• **Selection**:

_ _ _ _

The Louisiana Committee for a Republican Majority:

The Third Wave

Somewhere, there is a picture of three members of the Louisiana House of Representatives taken in the late 1990s. The three House members in that picture are Louis "Woody" Jenkins, Tony Perkins and David Vitter. Though they only served one term together, the relationship among those three combine the threads that led to the formation of the Louisiana Committee for a Republican Majority (LCRM).

Of the three, Jenkins is the key figure.

1996: The First Wave

Woody Jenkins has been a major player in conservative politics on the national level for more than three decades. This profile from Wikipedia focuses on his public political work, but his behind the scenes work is where he made his national connections. His rise in conservative politics coincides with his rise in the multi-level marketing firm Amway. Jenkins' political career benefited greatly from his affiliation with Amway.

Jenkins was the first executive director of the Council for National Policy (CNP). The CNP was co-founded by Morton Blackwell, who grew up in Louisiana and played a key role in what became the critical years after passage of the 1964 Civil Rights Act in which the Republican Party began to grow beyond its ideological conservative base by including whites who fled the Democratic Party in opposition to racial integration. Blackwell, who is eight years older than Jenkins, probably mentored Jenkins' rise in the CNP and national conservative politics, a role that Jenkins would later replicate in his relationship with Tony Perkins.

_ _ _ _

• **Recorded data**:
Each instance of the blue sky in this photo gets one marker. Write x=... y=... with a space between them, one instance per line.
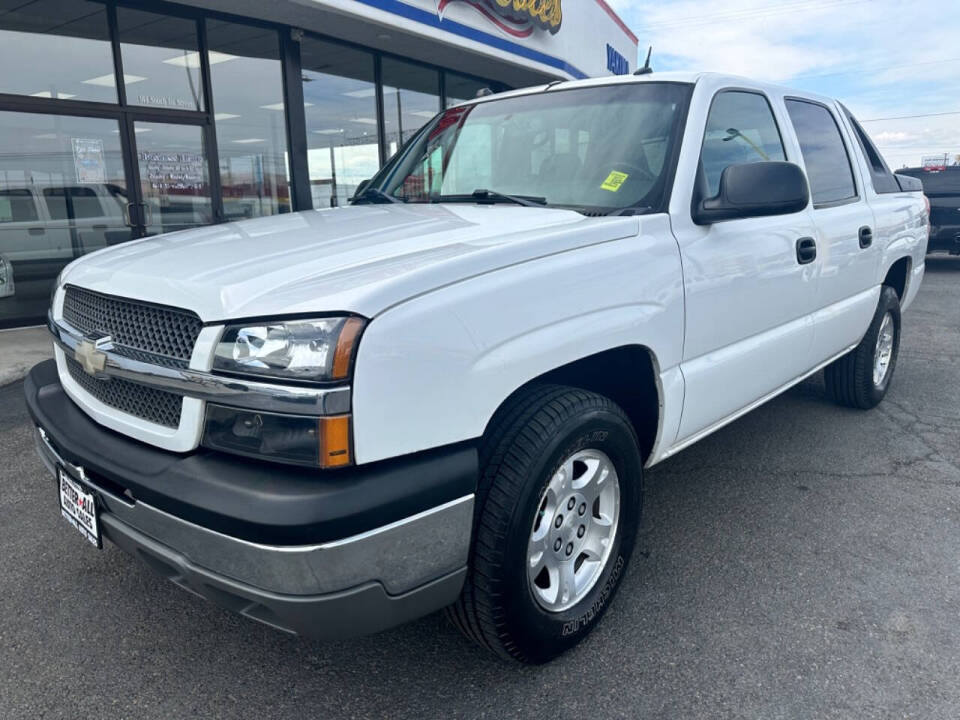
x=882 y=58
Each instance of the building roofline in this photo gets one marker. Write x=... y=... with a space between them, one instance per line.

_ _ _ _

• **Given request**: Please copy the passage in the text on the Louisiana Committee for a Republican Majority, from "The Third Wave" to "affiliation with Amway.".

• **Solution**:
The Third Wave

Somewhere, there is a picture of three members of the Louisiana House of Representatives taken in the late 1990s. The three House members in that picture are Louis "Woody" Jenkins, Tony Perkins and David Vitter. Though they only served one term together, the relationship among those three combine the threads that led to the formation of the Louisiana Committee for a Republican Majority (LCRM).

Of the three, Jenkins is the key figure.

1996: The First Wave

Woody Jenkins has been a major player in conservative politics on the national level for more than three decades. This profile from Wikipedia focuses on his public political work, but his behind the scenes work is where he made his national connections. His rise in conservative politics coincides with his rise in the multi-level marketing firm Amway. Jenkins' political career benefited greatly from his affiliation with Amway.